**DIRECTIONS FOR THIS TASK**
Set down the records exactly, and omit any image found in them.
┏━━
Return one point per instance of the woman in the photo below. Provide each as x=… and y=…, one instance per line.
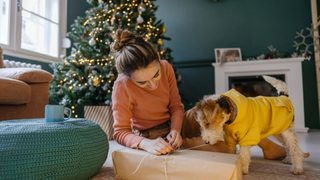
x=147, y=107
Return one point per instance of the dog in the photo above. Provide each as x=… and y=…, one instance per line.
x=245, y=121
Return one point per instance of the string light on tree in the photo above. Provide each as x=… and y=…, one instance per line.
x=91, y=67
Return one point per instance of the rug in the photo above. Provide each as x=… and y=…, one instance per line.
x=259, y=170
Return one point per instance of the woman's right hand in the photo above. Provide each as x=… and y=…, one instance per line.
x=156, y=146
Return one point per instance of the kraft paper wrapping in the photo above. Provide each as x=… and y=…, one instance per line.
x=184, y=165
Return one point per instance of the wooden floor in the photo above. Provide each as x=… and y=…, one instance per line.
x=309, y=142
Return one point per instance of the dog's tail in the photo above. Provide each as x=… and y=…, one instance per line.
x=281, y=86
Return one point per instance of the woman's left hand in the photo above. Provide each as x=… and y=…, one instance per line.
x=174, y=138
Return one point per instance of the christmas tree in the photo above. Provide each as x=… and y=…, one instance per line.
x=87, y=75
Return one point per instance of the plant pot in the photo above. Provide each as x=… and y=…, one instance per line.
x=101, y=115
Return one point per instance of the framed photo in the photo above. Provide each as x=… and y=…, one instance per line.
x=227, y=55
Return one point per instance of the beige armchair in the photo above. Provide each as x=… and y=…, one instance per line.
x=24, y=92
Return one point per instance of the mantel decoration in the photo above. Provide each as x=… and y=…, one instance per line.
x=304, y=47
x=87, y=75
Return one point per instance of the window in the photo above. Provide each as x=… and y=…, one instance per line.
x=33, y=29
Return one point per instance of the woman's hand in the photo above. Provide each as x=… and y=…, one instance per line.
x=174, y=138
x=155, y=146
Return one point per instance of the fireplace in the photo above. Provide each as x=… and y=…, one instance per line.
x=252, y=86
x=246, y=77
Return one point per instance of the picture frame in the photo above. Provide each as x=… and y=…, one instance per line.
x=227, y=55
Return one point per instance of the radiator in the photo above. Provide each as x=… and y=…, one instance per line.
x=15, y=64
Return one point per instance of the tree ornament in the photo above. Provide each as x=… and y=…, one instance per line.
x=142, y=7
x=92, y=42
x=96, y=81
x=160, y=42
x=164, y=30
x=140, y=20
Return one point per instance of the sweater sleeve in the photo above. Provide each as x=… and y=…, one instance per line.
x=122, y=113
x=175, y=106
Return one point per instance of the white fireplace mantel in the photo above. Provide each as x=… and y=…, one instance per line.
x=290, y=67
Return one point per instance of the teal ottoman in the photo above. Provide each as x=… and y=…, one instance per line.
x=34, y=149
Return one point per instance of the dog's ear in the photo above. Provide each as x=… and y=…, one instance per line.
x=224, y=104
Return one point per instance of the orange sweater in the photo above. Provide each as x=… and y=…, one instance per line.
x=147, y=108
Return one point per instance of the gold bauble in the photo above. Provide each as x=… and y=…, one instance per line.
x=164, y=30
x=160, y=41
x=96, y=81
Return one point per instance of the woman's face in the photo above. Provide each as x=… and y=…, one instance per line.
x=149, y=77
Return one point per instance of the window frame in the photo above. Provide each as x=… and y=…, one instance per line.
x=14, y=47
┗━━
**RESULT OF THIS EXERCISE**
Return one point per instance of the woman in the photo below. Provide each as x=… and y=…, one instance per line.
x=147, y=107
Return one point per instance of the dog in the photo above. Provide each as x=… and y=…, one instance per line.
x=245, y=121
Return one point per instance of the string light on tree in the photo above. Provide each as x=… and y=…, one instance per line.
x=91, y=67
Return one point per instance of the rug in the photo above. Provide each as x=… and y=…, one instance per line.
x=259, y=170
Return one point per instance of the woman's right hand in the photo above. Provide each as x=… and y=…, one instance per line.
x=156, y=146
Return one point per instance of the kraft paper wrapping in the photo above. Provide each as x=… and y=…, one instance per line.
x=184, y=165
Return one point per instance of the wooden floor in the photo above. Provide each as x=… and y=…, one instance per line.
x=309, y=142
Return one point per instance of the dog's tail in the photo above. Provide each as x=… and y=…, one instance per line.
x=281, y=86
Return one point per instance of the woman's left hand in the photo above. Provide each as x=… and y=…, one instance per line.
x=174, y=138
Return one point per instance of the christmas tree in the photo above. Provide each as x=… and y=…, one instance per line.
x=87, y=75
Return one point per instance of the plant pot in the photo above. Provide each as x=… and y=…, one instance per line.
x=101, y=115
Return one point per instance of the framed photo in the photo above. Provide each as x=… and y=…, one instance per line.
x=227, y=55
Return one point per instance of the beige armchair in the photo above. Provide each as x=… and y=…, one instance per line.
x=24, y=92
Return one point per instance of the mantel decoration in the photo above. Provide each as x=… and y=…, one instance per line.
x=304, y=47
x=87, y=75
Return one point per instance of the window in the photo above. Provide each as x=… and y=…, one instance per line.
x=33, y=29
Return one point per instance of the woman's hand in the photo above. Provide each as x=… and y=…, one instance per line.
x=174, y=138
x=155, y=146
Return one point per instance of the fireplace in the photo above. Provide each as x=… and y=…, one instance per line.
x=252, y=86
x=246, y=77
Return one point per instance of the picture frame in the photo above. Provide each as x=… and y=…, one instance per line.
x=227, y=55
Return one point per instance of the radiator in the photo above. Provide each as x=… and y=…, one instance per line.
x=15, y=64
Return one point per instance of the tree ornament in the photo above. Provide each as x=… and y=…, one instance per line.
x=142, y=7
x=92, y=42
x=96, y=81
x=160, y=42
x=164, y=30
x=140, y=20
Return one point per instance of the sweater sleeve in the photo above. Provide each as x=… and y=…, one instance per line.
x=122, y=113
x=175, y=106
Return one point per instance of the white fireplace mantel in the photo above. Provide each as x=… and y=…, one instance per line.
x=290, y=67
Return one point per instance of the teal ottoman in the photo above. Provide each as x=… and y=…, one instance per line.
x=34, y=149
Return one point per instance of the dog's ear in the photo above. Provide each as x=… and y=…, one instance per line.
x=224, y=104
Return one point per instance of the orange sweater in the photo above. Provide each as x=… and y=…, one instance per line.
x=147, y=108
Return one point per instance of the gold bauble in the photo above. Provide each as x=… and y=…, one instance per line.
x=164, y=30
x=160, y=41
x=96, y=81
Return one point per instance of the woman's face in the photo above. Provide each as x=… and y=…, one instance per line.
x=149, y=77
Return one point per instance of the window frame in the photo above. Provide each as x=… and y=…, one instance per line.
x=14, y=47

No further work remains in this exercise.